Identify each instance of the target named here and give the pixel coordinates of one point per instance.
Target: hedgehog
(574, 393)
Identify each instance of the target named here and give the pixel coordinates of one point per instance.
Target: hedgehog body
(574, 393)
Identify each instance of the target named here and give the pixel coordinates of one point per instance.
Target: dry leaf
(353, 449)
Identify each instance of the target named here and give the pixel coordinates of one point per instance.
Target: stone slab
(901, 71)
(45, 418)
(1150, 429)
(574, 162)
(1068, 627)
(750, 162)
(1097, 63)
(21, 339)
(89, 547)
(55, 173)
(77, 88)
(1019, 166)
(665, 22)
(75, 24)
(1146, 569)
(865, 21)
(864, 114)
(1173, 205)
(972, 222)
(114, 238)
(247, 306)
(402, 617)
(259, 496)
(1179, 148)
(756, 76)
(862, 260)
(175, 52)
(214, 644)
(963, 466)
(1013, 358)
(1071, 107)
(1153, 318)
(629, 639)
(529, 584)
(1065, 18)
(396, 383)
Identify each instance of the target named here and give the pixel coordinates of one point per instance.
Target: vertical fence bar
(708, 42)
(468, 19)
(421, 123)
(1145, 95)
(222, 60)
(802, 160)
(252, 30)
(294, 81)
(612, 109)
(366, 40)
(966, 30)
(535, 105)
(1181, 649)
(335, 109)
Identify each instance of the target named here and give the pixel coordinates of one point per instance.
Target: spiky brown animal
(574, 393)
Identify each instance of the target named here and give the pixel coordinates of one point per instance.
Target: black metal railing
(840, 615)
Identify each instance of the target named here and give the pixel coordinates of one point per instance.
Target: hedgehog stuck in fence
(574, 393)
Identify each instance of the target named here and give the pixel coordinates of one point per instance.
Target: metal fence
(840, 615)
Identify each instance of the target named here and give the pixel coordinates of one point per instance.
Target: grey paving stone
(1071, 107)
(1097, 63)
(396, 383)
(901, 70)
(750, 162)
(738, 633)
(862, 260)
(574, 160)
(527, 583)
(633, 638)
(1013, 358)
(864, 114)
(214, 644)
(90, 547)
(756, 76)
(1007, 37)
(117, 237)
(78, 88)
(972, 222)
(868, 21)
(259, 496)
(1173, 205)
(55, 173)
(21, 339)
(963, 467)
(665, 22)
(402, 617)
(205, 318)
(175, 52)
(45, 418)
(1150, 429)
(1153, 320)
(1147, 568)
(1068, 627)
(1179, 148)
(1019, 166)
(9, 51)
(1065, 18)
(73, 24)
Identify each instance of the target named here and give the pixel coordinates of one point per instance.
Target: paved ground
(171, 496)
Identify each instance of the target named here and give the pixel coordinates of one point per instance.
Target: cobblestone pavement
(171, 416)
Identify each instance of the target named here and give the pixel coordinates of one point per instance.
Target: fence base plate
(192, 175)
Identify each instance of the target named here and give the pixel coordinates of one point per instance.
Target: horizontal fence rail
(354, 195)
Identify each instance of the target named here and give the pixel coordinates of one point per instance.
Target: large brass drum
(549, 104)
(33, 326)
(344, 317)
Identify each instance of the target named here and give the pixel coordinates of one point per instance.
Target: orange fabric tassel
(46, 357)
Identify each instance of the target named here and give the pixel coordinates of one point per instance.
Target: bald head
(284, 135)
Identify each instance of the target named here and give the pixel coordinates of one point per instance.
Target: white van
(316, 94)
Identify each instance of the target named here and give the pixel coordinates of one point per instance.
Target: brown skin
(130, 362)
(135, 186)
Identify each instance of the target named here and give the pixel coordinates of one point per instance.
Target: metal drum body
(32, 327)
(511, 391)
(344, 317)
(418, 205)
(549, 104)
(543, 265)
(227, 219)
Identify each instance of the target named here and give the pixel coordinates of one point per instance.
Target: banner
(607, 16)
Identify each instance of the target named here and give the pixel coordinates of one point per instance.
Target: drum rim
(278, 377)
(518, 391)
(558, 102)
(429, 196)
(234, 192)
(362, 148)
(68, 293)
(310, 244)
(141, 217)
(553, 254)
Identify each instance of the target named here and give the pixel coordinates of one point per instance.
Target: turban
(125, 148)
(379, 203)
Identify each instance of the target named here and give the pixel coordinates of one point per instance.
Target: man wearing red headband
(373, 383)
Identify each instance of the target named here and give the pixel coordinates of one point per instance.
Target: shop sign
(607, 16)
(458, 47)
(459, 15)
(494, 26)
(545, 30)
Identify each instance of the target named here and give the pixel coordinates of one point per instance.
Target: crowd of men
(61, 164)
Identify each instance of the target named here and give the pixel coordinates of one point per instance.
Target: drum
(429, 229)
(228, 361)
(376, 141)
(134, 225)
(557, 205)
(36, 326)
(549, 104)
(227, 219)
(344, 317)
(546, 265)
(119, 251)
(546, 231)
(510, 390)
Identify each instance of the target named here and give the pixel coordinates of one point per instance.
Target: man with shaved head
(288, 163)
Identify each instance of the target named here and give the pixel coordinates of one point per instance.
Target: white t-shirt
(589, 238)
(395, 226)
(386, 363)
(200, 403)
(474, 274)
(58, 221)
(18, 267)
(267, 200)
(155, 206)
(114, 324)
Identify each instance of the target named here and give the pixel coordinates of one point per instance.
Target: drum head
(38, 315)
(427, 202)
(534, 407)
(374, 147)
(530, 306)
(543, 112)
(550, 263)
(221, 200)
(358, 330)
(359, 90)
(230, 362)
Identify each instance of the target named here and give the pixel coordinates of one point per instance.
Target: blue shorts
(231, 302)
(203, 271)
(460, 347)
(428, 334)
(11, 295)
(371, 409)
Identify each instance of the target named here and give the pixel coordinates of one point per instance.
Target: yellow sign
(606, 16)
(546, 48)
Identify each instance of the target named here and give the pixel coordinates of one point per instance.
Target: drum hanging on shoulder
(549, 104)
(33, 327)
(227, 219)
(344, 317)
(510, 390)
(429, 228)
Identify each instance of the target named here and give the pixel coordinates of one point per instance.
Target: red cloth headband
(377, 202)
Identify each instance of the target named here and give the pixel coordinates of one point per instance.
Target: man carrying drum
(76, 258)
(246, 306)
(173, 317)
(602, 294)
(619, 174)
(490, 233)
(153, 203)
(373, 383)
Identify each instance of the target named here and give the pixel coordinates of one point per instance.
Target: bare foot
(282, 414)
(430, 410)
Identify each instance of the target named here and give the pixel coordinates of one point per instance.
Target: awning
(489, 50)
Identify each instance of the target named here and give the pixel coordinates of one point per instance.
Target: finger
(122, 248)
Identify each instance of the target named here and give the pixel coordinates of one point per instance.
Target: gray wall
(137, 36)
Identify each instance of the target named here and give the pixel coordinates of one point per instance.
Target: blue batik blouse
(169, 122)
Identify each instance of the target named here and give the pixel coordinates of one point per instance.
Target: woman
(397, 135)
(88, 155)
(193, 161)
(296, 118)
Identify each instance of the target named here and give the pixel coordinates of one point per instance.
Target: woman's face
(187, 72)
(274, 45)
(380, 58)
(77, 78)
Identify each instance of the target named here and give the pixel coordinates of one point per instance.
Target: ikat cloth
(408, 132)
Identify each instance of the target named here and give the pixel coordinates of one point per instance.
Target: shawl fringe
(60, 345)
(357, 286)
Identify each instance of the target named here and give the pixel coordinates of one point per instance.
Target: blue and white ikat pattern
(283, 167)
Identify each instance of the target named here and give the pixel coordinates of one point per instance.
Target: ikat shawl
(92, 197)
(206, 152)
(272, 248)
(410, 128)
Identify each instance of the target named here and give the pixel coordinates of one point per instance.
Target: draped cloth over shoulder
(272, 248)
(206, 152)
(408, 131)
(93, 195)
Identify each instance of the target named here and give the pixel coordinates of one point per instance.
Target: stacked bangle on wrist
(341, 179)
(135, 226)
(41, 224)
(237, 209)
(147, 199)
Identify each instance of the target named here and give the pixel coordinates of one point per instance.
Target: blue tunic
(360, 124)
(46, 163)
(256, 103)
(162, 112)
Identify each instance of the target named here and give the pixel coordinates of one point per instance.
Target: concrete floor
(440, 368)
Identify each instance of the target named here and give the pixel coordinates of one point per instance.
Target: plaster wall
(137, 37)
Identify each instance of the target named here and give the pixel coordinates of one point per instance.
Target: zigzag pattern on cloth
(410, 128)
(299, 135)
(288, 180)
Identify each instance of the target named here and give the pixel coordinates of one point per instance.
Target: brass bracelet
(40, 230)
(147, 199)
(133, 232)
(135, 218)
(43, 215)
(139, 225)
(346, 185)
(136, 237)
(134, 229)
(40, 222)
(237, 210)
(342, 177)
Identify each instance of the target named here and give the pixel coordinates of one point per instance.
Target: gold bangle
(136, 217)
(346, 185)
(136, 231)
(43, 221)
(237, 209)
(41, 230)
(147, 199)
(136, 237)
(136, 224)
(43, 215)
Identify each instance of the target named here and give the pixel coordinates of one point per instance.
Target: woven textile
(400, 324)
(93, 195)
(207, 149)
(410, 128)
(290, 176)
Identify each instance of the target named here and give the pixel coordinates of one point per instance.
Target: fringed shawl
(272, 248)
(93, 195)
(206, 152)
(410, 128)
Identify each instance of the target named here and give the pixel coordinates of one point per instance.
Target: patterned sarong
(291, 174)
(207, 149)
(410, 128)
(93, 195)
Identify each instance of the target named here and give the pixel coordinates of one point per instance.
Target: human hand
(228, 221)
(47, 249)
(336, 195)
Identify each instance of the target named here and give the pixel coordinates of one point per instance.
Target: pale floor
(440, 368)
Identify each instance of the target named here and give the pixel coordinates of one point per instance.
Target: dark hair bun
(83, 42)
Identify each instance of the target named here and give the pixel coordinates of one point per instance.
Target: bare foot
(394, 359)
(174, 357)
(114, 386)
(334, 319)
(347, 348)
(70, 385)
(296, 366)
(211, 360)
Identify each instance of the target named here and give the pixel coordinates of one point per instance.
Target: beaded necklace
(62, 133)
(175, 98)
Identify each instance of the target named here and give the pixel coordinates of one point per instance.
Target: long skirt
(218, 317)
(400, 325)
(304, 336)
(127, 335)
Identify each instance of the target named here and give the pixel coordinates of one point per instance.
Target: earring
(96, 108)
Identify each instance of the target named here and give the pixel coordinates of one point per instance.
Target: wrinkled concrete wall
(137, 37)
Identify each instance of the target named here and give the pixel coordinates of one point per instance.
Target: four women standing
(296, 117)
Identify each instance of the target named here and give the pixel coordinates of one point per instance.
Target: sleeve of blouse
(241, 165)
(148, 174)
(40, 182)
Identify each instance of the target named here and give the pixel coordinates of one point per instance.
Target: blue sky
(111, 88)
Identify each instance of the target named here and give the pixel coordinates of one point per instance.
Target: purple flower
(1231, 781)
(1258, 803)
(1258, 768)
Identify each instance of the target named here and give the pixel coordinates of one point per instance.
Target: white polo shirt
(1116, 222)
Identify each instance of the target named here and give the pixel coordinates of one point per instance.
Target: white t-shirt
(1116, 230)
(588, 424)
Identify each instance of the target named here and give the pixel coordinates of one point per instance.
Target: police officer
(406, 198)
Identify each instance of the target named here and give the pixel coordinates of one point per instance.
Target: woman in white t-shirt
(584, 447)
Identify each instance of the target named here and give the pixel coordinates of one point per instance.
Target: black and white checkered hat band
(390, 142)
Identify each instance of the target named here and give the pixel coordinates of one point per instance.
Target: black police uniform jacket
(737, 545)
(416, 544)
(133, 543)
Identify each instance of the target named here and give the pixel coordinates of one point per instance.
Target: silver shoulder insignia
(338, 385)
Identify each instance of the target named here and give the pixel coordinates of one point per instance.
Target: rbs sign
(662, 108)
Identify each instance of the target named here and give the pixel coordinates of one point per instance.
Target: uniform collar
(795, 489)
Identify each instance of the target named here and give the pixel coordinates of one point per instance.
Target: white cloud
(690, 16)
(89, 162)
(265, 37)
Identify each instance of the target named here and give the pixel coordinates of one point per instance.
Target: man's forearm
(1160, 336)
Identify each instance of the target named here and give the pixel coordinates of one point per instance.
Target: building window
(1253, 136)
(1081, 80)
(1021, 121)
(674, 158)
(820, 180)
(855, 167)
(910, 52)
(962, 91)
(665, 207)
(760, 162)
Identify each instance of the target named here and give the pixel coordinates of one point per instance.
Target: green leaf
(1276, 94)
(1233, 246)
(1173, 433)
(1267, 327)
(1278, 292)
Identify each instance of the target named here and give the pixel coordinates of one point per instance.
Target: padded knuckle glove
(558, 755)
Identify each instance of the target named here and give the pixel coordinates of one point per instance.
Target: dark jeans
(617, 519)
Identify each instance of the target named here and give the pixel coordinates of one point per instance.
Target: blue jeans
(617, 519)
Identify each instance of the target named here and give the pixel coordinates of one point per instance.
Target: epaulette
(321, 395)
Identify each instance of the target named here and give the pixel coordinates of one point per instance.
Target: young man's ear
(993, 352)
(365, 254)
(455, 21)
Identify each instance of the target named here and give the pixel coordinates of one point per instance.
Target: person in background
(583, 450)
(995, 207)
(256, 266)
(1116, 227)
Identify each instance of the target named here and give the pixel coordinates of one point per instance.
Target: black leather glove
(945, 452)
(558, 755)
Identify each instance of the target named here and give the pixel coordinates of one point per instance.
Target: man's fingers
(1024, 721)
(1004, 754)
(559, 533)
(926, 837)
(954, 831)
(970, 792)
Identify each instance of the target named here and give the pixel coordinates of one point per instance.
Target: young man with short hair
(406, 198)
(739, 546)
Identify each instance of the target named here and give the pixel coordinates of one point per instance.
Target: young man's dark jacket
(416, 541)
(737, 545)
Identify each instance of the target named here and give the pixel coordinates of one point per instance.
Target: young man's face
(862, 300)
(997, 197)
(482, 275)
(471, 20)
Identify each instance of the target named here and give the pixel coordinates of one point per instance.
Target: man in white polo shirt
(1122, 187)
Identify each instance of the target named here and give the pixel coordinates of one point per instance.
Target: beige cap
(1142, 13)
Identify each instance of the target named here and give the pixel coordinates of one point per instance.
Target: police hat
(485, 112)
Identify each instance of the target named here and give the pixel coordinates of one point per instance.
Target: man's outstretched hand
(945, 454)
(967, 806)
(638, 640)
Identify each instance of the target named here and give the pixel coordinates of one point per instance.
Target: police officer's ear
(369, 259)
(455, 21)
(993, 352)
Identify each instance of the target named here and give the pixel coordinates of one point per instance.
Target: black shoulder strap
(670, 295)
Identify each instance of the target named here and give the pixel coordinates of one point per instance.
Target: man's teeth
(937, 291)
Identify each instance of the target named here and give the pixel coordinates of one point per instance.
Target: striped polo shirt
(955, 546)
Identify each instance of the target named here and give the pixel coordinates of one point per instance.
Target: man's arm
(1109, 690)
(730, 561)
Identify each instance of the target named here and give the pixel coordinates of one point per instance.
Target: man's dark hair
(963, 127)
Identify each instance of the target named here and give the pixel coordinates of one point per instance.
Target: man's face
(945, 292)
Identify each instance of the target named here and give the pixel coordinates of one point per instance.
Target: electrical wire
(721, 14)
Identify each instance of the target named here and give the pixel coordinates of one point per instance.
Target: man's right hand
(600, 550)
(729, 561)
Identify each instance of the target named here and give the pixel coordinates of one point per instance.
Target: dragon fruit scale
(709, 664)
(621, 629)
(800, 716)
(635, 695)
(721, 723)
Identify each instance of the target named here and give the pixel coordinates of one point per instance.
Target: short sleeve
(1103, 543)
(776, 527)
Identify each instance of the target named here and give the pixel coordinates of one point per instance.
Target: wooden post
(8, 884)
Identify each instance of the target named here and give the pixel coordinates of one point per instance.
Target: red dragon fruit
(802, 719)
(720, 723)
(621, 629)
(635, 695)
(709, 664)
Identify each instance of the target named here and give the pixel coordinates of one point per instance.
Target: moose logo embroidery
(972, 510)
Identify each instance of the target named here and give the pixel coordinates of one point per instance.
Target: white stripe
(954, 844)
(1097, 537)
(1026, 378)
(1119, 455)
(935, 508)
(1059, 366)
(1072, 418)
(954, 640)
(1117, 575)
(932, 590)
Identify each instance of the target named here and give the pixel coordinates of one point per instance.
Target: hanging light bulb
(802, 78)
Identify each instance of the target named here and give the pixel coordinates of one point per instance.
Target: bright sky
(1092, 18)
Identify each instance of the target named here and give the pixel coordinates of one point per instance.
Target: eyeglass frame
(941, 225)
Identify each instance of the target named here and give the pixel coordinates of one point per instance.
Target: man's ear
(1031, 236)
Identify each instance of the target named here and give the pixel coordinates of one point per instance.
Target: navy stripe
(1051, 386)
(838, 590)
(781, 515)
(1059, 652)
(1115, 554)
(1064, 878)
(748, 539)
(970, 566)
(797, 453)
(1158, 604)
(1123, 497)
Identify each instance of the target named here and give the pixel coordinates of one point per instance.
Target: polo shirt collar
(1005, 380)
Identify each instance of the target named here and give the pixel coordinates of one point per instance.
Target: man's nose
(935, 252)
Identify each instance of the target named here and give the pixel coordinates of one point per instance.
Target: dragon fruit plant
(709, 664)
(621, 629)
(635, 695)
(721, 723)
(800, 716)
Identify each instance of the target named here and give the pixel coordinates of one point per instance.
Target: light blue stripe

Challenge - Return every line of the material that contains the string "brass", and treat case as significant.

Answer to the exercise -
Target: large brass drum
Target: brass bracelet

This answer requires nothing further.